What is the UAE doing differently compared to the rest of the Middle East, which is normally regarded as a not so peaceful region?

Firstly, the UAE adopted a system which offers people from all nationalities the opportunity to work or to fulfil their dreams as entrepreneurs. “There’s also a refreshing lack of bureaucracy. So, I think there are a lot of parallels between life in the growing Asian subcontinent during the 80s and the Middle East now”, says Paul Griffiths, CEO of Dubai Airports.

Secondly, the UAE recommends itself as a business hub business as it is a bridge between East Asia and Europe. No country has filled this time zone gap so far.

Thirdly, the gulf state took early steps to integrate women into all fields of labour. In 2004, the UAE became the first Arab country with a female minister: H.E. Sheikha Lubna Al Qassimi, a US-educated computer scientist, became Minister of Economy. Today, Sheikha Lubna is Minister of Foreign Trade, and she has been joined by two more female cabinet colleagues.

There is also huge progress in the private sector: 45 percent of all banking employees in the UAE are female.

HH Sheikh Khalifa Bin Zayed Al Nahyan

But being a comparably liberal country does not prevent the UAE from cherishing the values of Islam, which are tolerance, purity, family life and the will to learn.

“I am a Muslim, a Bedouin and Emirati”, says Sheikh Mohammed, “and I am proud of my roots which I always take into account when making decisions.”

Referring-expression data
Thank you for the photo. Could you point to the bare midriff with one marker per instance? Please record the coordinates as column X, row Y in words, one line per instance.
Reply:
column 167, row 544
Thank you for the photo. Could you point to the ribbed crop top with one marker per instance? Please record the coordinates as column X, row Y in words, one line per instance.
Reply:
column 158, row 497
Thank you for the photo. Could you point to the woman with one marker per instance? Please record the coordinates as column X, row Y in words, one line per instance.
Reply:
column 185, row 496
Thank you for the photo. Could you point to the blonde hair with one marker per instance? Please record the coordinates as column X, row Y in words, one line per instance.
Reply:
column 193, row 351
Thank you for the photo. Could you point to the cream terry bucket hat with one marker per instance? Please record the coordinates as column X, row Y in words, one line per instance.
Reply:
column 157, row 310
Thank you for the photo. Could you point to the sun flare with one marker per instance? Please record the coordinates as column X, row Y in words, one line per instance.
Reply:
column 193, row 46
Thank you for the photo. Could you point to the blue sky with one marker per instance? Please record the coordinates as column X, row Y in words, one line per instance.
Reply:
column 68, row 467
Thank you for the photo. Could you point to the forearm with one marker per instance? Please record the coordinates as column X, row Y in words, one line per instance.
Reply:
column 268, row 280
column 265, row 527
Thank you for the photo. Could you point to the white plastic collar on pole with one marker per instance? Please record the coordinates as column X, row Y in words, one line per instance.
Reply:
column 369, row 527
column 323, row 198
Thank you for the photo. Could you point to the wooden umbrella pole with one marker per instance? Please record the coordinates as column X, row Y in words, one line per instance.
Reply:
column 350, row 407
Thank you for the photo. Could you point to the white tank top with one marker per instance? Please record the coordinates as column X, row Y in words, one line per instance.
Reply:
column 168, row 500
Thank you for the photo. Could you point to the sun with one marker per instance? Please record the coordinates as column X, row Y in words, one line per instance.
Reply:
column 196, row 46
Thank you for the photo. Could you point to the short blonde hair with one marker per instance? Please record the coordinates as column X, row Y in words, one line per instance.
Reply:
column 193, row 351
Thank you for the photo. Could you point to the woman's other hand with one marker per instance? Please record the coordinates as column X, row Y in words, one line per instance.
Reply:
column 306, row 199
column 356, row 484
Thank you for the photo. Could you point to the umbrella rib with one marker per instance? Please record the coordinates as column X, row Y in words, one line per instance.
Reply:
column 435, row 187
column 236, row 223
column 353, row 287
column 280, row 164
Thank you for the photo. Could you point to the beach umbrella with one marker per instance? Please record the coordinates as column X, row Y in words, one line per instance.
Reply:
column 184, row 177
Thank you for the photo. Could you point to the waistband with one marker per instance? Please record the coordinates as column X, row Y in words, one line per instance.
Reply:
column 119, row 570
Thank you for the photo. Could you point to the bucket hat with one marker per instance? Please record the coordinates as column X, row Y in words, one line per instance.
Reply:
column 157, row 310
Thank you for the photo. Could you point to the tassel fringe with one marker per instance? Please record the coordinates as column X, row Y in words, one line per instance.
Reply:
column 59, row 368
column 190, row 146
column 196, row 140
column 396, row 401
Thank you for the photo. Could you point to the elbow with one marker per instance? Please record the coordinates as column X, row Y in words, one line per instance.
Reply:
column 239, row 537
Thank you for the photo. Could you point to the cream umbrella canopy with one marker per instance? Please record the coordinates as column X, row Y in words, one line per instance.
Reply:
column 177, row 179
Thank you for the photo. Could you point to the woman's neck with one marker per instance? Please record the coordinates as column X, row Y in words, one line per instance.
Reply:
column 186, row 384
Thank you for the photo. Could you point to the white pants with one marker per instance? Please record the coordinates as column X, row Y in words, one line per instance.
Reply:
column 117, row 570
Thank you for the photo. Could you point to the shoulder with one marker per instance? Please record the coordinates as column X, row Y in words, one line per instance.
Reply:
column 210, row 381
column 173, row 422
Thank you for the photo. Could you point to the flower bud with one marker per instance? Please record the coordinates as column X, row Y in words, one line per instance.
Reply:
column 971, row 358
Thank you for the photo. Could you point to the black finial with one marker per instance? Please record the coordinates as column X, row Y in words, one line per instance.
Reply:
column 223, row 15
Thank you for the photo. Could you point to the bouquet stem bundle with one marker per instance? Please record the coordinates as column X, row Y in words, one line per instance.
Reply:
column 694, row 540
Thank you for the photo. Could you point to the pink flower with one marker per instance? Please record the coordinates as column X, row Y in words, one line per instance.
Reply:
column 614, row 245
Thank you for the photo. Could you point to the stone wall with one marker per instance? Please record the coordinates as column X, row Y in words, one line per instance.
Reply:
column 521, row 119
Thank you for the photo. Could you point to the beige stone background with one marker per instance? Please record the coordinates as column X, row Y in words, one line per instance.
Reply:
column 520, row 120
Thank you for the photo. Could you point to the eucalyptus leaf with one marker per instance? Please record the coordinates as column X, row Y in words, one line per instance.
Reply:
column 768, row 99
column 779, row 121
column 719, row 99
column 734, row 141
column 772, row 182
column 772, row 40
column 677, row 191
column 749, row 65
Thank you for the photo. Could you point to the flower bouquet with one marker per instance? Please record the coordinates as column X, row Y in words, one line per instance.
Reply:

» REQUIREMENT 1: Print the part of the passage on the UAE that begins at the words "Thirdly, the gulf" and stops after "female cabinet colleagues.".
» REQUIREMENT 2: Pick up the passage on the UAE after its last sentence and continue writing it.

» ANSWER AREA 1:
Thirdly, the gulf state took early steps to integrate women into all fields of labour. In 2004, the UAE became the first Arab country with a female minister: H.E. Sheikha Lubna Al Qassimi, a US-educated computer scientist, became Minister of Economy. Today, Sheikha Lubna is Minister of Foreign Trade, and she has been joined by two more female cabinet colleagues.

» ANSWER AREA 2:
With the formation of a 40-seat elected Federal National Council (FNC) in February 2007, the UAE has also taken steps to facilitate greater participation of its people in the political process.

The President, His Highness Sheikh Khalifa Bin Zayed Al Nahyan, expects the FNC to be an incubator for new ideas. Addressing the newly elected FNC, the President expressed hopes that “these ideas would also reinforce security and justice, improve the level of transparency, accountability and integrity, and promote the rights and freedoms.”

The Arab society has always been based on tribal systems and Western observers should take this into account when they ask for a Western-style parliament in the Arab world. It would hardly work because it is not consistent with the UAE’s traditions.


The US President George Bush with HH Sheikh Khalifa Bin Zayed Al Nahyan –  UAE Tourism

Despite a dispute with Iran regarding three islands in the Persian-Arabian Gulf, Sheikh Mo always values warm tones in global politics.

Also, HH Sheikh Mohammed did not shy away from protesting against the Israeli attack on civilians in Lebanon in the summer of 2006 and, most recently, against the drums of war against Iran because of its nuclear programme.

There are an estimated 400,000 Iranians living in the UAE.

The Iranian Hospital of Dubai is regarded as one of the best clinics in the Middle East. Many Emiratis are of Iranian origin or have relatives on the opposite side of the Gulf.

Although there is a dispute between the UAE and the Islamic Republic regarding three islands in the Gulf, Prime Minister Sheikh Mohammed always sent peaceful words to Tehran, and strictly opposes a possible US-led military strike against Iran, which could destabilize the entire region.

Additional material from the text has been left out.